### [Stated problem]
Render the items from the start through the line that contains "xmin=353 ymin=227 xmax=427 ymax=296" as a two-column CSV with the columns text and answer, one row per item. Put each value in a single quoted field and replace any line breaks with spaces.

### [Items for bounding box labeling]
──────────────────────────────

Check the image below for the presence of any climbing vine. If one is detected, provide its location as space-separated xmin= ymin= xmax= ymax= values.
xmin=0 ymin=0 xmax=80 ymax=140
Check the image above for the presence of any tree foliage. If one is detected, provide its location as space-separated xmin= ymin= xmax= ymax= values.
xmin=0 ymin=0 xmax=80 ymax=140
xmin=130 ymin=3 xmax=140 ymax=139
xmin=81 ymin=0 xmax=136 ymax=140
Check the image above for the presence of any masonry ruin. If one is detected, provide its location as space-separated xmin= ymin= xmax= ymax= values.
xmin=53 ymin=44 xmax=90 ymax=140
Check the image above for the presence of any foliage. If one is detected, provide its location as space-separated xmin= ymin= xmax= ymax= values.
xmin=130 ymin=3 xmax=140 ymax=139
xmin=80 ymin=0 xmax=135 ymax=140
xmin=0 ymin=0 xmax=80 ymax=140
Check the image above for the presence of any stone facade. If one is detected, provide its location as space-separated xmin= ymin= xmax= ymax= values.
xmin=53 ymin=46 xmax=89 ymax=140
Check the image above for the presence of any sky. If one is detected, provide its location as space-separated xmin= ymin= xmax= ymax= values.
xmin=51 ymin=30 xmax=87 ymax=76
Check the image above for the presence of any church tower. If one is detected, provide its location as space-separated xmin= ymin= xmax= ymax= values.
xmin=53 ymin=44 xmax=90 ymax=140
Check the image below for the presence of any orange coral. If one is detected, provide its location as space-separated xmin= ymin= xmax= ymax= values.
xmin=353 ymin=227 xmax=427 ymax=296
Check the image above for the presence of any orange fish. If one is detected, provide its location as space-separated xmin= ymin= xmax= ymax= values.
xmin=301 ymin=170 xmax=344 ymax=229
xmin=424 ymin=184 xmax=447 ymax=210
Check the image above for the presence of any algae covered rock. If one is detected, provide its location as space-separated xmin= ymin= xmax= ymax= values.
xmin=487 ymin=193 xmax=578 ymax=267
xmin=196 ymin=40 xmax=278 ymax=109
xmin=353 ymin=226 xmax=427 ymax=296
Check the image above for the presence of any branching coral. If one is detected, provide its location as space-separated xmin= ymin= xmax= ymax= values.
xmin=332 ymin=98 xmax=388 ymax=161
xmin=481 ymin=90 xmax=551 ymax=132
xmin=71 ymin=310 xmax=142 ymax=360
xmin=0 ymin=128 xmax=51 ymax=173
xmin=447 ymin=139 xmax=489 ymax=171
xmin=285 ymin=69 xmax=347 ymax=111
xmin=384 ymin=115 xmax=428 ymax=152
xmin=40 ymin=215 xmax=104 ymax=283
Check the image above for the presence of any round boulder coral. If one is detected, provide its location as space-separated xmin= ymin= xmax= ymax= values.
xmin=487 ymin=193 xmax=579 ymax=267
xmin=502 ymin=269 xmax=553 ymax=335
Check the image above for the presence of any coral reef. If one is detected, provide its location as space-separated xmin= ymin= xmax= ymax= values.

──────────────────────────────

### [Result of the task]
text,answer
"Check the image below for the presence of any climbing vine. If one is detected, provide its location as space-separated xmin= ymin= xmax= ymax= values.","xmin=0 ymin=0 xmax=80 ymax=140"
"Check the image above for the presence of any tree foliage. If one is detected, provide its location as space-separated xmin= ymin= xmax= ymax= values.","xmin=0 ymin=0 xmax=80 ymax=140 xmin=130 ymin=3 xmax=140 ymax=139 xmin=81 ymin=0 xmax=136 ymax=140"
"Check the image above for the presence of any masonry ruin. If one is detected, provide its location as space-separated xmin= ymin= xmax= ymax= values.","xmin=53 ymin=44 xmax=90 ymax=140"
"Check the image above for the presence of any foliage. If one is detected, provide its location as space-separated xmin= ymin= xmax= ymax= values.","xmin=130 ymin=3 xmax=140 ymax=139 xmin=80 ymin=0 xmax=135 ymax=140 xmin=0 ymin=0 xmax=80 ymax=140"
"Check the image above for the presence of any stone facade. If one is detected, provide its location as space-separated xmin= ymin= xmax= ymax= values.","xmin=53 ymin=46 xmax=89 ymax=140"
"Check the image above for the presence of any sky. If one is detected, provide its location as space-separated xmin= ymin= xmax= ymax= values.","xmin=51 ymin=30 xmax=87 ymax=76"
"Check the image above for the presence of any church tower. If one is detected, provide its location as space-separated xmin= ymin= xmax= ymax= values.","xmin=53 ymin=44 xmax=90 ymax=140"
"Check the image below for the presence of any orange coral. If one is detected, provide its location as space-separated xmin= ymin= xmax= ymax= values.","xmin=353 ymin=227 xmax=427 ymax=296"